- **RECORDS TO USE**:
▬▬▬▬▬▬▬▬▬▬

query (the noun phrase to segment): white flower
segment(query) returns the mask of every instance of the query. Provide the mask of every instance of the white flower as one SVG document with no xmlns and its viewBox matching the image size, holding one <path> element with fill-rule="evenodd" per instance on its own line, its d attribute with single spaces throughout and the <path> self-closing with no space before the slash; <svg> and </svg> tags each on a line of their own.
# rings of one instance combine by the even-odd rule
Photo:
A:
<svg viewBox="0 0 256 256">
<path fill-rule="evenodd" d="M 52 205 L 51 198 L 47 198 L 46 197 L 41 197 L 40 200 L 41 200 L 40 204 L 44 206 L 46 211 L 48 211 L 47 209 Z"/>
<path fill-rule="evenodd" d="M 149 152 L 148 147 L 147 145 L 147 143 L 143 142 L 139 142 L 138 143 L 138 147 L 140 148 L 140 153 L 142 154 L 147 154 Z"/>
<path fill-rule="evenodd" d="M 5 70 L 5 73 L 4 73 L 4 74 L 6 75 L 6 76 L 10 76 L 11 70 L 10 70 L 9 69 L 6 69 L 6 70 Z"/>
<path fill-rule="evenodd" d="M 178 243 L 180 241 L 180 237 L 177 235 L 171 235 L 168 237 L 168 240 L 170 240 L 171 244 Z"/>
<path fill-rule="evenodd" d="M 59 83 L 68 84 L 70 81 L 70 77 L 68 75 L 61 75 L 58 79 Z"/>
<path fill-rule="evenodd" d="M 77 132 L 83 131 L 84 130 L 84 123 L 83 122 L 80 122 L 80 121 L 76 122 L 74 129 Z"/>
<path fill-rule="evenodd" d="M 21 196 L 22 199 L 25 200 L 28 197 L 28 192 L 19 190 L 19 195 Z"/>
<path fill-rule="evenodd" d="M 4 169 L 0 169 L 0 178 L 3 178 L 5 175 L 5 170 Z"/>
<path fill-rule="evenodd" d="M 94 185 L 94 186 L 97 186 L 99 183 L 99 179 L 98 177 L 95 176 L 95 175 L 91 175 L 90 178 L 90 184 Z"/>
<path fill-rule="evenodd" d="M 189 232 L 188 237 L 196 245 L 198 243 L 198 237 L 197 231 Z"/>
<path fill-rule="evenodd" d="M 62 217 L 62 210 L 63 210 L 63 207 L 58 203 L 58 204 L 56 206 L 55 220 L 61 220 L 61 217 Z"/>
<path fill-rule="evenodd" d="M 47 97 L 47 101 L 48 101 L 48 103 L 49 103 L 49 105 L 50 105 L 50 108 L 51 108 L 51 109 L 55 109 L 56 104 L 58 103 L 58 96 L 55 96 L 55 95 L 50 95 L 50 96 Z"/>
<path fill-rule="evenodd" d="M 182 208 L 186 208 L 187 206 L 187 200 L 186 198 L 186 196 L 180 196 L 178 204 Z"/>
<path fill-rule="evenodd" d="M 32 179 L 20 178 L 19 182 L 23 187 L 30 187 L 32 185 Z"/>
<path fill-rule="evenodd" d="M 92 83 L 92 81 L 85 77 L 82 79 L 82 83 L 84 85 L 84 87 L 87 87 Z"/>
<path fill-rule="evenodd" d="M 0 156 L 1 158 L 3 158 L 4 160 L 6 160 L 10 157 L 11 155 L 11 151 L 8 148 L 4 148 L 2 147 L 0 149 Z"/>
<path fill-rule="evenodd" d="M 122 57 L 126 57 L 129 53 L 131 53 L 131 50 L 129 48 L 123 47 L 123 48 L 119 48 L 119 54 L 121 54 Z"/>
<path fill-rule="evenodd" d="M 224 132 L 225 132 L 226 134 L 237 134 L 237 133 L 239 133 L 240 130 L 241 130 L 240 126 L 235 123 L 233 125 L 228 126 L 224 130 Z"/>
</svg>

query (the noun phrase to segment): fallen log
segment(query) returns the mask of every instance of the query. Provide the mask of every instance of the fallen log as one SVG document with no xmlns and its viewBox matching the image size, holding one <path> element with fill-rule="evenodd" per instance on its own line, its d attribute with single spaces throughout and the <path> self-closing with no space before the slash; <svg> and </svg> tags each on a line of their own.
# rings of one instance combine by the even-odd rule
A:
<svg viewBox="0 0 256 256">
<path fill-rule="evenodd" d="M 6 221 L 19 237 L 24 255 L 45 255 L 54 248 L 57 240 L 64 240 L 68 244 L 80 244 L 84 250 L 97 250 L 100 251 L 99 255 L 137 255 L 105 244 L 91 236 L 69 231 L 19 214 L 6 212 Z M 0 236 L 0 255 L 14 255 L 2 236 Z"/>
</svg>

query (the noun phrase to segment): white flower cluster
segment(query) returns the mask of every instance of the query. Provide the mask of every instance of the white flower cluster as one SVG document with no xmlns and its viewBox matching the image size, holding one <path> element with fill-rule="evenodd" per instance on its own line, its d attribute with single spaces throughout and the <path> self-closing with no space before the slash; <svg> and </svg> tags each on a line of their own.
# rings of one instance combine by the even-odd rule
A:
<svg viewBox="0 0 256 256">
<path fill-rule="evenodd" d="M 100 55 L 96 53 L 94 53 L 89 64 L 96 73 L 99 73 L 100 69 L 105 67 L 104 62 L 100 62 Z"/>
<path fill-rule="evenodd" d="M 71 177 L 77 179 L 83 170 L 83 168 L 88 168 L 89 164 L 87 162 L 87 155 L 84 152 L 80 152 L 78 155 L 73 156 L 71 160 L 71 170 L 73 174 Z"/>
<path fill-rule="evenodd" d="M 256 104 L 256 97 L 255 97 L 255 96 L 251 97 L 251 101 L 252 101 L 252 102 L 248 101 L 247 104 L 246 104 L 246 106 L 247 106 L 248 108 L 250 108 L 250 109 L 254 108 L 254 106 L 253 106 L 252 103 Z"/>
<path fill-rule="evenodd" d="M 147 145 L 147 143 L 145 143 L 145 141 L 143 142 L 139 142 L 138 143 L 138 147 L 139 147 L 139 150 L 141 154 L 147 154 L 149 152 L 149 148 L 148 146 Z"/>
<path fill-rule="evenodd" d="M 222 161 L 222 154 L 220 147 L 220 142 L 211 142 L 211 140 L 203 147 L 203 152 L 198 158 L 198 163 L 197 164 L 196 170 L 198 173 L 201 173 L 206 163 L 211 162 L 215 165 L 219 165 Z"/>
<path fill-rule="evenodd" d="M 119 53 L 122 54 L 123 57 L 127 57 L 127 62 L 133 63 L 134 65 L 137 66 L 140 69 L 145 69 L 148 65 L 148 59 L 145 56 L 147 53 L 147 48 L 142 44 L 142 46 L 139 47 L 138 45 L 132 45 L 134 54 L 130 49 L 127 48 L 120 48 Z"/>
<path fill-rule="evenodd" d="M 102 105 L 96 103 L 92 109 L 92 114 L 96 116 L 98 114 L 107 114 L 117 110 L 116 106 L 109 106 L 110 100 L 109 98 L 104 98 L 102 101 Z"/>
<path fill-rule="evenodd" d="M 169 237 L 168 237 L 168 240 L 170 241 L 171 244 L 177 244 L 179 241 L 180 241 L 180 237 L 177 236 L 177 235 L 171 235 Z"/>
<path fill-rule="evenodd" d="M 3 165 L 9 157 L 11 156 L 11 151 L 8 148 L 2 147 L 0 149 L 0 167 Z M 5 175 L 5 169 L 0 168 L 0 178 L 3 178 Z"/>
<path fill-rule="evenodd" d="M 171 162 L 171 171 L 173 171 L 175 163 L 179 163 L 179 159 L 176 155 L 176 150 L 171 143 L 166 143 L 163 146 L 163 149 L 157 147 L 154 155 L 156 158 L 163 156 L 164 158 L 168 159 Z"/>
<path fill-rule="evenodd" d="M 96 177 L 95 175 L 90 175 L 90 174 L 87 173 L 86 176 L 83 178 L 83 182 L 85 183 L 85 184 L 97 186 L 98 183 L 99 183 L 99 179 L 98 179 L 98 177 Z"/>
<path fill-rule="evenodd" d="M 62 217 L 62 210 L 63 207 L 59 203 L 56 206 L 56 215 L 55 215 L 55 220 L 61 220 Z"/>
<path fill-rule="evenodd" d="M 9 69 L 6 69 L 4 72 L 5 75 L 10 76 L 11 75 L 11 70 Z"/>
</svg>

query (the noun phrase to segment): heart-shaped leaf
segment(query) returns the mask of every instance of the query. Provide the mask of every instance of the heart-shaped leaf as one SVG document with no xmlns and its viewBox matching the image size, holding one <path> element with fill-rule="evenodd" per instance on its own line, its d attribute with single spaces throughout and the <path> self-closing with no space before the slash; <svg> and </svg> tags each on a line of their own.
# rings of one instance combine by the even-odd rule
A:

▬▬▬▬▬▬▬▬▬▬

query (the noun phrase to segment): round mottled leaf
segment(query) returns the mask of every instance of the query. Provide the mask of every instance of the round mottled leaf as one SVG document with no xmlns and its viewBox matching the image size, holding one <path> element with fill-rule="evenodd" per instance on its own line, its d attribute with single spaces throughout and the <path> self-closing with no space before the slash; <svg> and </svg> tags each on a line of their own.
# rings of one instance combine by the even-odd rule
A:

▬▬▬▬▬▬▬▬▬▬

- **EXERCISE**: Which lines of the records contain the word "noun"? Pick out each of them in full, and count a match only when the case is the same.

- **REPLY**:
query (the noun phrase to segment): white flower
query (the noun phrase to segment): fallen log
query (the noun phrase to segment): white flower cluster
query (the noun phrase to segment): heart-shaped leaf
query (the noun phrase to segment): round mottled leaf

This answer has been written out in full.